= TASK INSTRUCTIONS =
Reproduce the reply below on loop-invariant motion and register pressure in its entirety, word for word.

= PAGE =
Got it, thanks for further clarification. :)

>> Here there are some PRs (PR96825, PR98782) related to exchange2_r which
>> seems to suffer from high register pressure and bad spillings.  Not sure
>> whether they are also somehow related to the pressure given from LIM, but
>> the trigger is commit
>> 1118a3ff9d3ad6a64bba25dc01e7703325e23d92 which adjusts prediction
>> frequency, maybe it's worth to re-visiting this idea about considering
>> BB frequency in LIM cost model:
>> https://gcc.gnu.org/pipermail/gcc/2014-November/215551.html
> 
> Note most "problems", and those which are harder to undo, stem from
> LIMs store-motion which increases register pressure inside loops by
> adding loop-carried dependences.  The BB frequency might be a way
> to order candidates when we have a way to set a better cap on the
> number of refs to move.  Note the current "cost" model is rather a
> benefit model and causes us to not move cheap things (like the above
> conversion) because it seems not worth the trouble.

= DATA EXCERPTS =

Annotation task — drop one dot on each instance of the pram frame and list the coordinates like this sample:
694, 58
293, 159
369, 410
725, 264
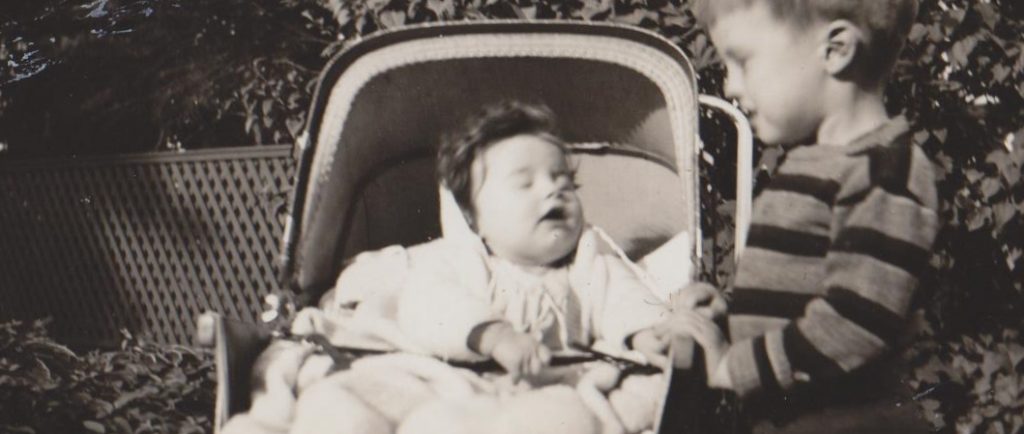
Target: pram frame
232, 340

= RESULT =
Got it, thanks for further clarification. :)

>> Here there are some PRs (PR96825, PR98782) related to exchange2_r which
>> seems to suffer from high register pressure and bad spillings.  Not sure
>> whether they are also somehow related to the pressure given from LIM, but
>> the trigger is commit
>> 1118a3ff9d3ad6a64bba25dc01e7703325e23d92 which adjusts prediction
>> frequency, maybe it's worth to re-visiting this idea about considering
>> BB frequency in LIM cost model:
>> https://gcc.gnu.org/pipermail/gcc/2014-November/215551.html
> 
> Note most "problems", and those which are harder to undo, stem from
> LIMs store-motion which increases register pressure inside loops by
> adding loop-carried dependences.  The BB frequency might be a way
> to order candidates when we have a way to set a better cap on the
> number of refs to move.  Note the current "cost" model is rather a
> benefit model and causes us to not move cheap things (like the above
> conversion) because it seems not worth the trouble.